__Records supplied__.
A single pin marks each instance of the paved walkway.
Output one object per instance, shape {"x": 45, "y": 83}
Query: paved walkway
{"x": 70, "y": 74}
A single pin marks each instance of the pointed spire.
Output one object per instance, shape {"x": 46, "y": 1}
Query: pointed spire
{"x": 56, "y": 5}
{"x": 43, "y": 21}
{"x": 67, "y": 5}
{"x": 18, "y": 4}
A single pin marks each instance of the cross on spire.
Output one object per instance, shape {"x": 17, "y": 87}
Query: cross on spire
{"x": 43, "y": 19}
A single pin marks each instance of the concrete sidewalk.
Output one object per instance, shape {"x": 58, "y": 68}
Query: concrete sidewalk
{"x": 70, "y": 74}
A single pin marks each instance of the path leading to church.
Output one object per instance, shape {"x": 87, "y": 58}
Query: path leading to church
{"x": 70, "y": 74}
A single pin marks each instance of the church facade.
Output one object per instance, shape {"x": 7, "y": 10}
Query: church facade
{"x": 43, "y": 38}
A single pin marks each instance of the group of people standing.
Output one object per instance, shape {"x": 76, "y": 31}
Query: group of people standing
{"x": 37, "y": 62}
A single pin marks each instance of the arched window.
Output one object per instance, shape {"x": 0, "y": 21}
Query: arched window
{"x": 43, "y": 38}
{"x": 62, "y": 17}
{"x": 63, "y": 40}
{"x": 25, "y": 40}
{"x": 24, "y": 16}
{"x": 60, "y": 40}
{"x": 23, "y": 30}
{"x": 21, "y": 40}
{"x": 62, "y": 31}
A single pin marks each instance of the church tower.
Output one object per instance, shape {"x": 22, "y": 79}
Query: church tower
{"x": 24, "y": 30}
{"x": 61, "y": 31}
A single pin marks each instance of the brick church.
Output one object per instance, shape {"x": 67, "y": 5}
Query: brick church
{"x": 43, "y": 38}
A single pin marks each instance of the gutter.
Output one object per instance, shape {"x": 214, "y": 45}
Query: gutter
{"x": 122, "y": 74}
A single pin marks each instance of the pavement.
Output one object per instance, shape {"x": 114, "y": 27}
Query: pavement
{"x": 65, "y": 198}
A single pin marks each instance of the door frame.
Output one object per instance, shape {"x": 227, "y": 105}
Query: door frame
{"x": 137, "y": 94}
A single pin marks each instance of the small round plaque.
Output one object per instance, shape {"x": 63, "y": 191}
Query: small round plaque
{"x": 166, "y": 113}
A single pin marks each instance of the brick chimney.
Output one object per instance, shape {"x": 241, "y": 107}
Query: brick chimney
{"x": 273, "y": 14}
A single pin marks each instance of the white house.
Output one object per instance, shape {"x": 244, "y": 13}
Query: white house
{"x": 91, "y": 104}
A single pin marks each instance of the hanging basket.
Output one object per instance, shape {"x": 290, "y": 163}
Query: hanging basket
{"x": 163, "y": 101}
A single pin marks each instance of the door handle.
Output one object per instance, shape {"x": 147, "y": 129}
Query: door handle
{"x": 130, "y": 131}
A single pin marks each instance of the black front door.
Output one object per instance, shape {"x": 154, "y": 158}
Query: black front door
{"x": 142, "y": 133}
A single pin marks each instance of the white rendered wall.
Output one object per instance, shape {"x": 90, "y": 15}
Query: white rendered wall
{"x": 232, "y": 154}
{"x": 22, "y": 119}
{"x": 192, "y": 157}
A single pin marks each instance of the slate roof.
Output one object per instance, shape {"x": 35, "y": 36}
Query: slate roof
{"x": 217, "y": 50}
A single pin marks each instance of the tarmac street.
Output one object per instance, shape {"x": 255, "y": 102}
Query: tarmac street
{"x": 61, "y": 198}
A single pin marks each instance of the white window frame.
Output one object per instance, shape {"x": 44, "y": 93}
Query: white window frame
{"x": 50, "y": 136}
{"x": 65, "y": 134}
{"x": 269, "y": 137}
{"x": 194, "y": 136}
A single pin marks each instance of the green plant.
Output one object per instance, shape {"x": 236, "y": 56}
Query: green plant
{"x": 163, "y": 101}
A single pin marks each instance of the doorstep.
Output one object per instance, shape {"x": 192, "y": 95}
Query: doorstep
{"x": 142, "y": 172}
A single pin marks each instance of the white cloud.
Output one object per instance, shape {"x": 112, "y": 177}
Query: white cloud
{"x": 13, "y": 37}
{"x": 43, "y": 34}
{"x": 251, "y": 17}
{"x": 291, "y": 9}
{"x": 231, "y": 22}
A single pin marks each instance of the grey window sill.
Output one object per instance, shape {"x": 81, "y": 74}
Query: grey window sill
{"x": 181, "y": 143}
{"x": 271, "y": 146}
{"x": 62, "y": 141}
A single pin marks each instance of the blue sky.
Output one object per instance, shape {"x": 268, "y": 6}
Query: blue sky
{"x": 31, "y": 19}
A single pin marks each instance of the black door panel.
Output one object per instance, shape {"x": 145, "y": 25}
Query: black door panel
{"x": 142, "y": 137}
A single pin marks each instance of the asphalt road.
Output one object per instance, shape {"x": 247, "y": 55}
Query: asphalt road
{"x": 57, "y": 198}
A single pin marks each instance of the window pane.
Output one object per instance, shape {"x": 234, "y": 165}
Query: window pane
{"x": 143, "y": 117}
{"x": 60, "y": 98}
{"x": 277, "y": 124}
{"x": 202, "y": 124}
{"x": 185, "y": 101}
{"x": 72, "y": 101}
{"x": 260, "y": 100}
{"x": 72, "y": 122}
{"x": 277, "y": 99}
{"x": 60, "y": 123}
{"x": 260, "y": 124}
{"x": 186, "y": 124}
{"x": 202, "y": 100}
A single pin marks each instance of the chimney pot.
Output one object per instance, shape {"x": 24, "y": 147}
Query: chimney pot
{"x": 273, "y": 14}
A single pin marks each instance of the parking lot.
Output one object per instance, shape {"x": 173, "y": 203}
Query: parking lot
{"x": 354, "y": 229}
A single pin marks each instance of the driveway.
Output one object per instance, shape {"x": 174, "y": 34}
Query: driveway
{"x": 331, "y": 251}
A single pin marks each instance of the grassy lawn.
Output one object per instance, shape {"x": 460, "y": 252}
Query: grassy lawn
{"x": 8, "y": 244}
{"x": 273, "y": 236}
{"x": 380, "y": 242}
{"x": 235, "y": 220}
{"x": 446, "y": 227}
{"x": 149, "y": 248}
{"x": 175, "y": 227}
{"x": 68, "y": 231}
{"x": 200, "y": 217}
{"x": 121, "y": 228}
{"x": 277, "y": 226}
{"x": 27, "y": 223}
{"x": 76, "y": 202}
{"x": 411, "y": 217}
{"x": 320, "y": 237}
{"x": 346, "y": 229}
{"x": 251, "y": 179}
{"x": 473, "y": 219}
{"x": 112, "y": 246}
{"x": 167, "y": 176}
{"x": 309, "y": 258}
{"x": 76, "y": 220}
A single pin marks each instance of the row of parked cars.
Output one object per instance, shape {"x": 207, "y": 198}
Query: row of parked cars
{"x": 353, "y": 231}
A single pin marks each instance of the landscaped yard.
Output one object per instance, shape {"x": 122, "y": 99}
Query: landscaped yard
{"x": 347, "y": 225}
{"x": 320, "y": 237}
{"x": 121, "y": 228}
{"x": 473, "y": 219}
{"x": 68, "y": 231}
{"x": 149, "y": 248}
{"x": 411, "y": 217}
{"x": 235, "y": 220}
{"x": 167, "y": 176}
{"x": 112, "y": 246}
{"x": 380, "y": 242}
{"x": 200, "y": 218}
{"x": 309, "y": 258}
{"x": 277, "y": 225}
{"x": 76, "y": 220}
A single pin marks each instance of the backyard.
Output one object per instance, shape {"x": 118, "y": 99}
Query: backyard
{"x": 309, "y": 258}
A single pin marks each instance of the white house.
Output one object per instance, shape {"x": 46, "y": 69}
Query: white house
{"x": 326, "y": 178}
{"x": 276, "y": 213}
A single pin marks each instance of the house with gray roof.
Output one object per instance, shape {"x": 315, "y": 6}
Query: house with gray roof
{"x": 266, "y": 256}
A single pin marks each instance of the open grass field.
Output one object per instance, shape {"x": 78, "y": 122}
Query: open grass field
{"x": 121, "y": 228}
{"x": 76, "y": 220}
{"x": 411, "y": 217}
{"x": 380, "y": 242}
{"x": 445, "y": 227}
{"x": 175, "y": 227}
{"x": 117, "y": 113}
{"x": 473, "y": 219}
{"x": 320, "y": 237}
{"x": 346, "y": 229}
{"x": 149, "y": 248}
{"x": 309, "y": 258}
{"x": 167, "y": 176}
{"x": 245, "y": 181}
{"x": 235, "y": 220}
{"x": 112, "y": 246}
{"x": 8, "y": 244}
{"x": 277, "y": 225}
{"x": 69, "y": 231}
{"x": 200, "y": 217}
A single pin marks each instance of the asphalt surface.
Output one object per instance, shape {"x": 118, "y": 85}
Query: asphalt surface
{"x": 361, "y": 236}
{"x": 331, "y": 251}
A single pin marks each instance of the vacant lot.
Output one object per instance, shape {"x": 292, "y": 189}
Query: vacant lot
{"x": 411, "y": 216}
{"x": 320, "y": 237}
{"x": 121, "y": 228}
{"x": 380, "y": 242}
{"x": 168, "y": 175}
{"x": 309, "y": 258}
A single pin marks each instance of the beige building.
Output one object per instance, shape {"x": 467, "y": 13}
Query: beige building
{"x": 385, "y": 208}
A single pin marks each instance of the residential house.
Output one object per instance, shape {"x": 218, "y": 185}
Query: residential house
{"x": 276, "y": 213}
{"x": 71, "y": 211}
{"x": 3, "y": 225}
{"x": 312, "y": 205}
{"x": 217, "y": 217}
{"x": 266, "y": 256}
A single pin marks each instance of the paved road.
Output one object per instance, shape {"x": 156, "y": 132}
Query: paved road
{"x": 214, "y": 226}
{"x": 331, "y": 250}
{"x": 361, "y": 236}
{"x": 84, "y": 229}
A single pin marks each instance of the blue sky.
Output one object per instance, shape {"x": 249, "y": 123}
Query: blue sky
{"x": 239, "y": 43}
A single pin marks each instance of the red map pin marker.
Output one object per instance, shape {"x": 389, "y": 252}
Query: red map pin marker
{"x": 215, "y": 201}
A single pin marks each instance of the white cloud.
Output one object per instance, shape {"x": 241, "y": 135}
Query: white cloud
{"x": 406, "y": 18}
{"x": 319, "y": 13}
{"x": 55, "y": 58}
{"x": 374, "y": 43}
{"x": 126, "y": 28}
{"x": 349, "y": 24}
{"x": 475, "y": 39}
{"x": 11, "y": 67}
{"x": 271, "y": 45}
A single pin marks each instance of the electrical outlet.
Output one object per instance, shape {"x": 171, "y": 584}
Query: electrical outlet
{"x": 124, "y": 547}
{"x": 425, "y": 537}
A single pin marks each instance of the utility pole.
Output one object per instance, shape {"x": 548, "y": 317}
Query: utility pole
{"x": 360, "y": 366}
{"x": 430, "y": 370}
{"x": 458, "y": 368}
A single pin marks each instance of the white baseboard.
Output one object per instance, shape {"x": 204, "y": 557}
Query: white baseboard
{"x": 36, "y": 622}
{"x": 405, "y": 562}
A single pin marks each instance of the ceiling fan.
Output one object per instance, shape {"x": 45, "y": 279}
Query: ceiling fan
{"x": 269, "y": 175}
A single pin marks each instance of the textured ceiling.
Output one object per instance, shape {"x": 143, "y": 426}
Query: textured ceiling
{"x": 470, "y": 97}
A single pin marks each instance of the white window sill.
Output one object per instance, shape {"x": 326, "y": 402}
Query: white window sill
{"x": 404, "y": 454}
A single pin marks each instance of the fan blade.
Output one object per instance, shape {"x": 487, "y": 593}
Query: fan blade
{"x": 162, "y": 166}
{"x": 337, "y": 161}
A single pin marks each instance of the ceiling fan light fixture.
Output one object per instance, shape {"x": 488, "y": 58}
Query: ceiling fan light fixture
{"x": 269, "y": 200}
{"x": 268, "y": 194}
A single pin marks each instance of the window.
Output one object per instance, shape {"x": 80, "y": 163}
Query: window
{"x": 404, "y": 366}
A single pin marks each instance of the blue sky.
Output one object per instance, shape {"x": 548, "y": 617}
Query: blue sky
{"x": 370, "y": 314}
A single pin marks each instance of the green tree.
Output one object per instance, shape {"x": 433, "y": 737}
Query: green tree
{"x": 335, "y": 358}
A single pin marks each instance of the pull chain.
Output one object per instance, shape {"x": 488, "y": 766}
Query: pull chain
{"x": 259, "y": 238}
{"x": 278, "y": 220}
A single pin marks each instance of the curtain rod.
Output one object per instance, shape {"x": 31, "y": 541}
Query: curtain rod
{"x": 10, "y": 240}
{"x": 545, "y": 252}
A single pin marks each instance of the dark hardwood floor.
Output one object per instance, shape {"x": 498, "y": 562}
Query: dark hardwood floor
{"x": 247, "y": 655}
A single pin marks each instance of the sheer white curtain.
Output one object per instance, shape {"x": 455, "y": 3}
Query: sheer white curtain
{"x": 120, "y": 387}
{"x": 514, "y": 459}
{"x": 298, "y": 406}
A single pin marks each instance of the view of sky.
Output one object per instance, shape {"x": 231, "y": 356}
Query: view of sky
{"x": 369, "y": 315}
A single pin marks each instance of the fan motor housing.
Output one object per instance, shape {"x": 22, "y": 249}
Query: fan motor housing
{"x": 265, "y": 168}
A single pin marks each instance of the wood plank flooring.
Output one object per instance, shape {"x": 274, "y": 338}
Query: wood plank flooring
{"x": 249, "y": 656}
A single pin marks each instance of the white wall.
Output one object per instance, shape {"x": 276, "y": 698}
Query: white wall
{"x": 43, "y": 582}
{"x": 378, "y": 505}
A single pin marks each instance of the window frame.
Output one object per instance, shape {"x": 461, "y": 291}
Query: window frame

__What is required__. Reproduce the data starting at the line that contains "A single pin marks each instance of the window frame." and ending with the last line of the data, substituting "door frame" for "window frame" and leaving everything else unchanged.

__Solution__.
A single pin marks each instance of the door frame.
Output one object per instance, shape {"x": 461, "y": 291}
Query: door frame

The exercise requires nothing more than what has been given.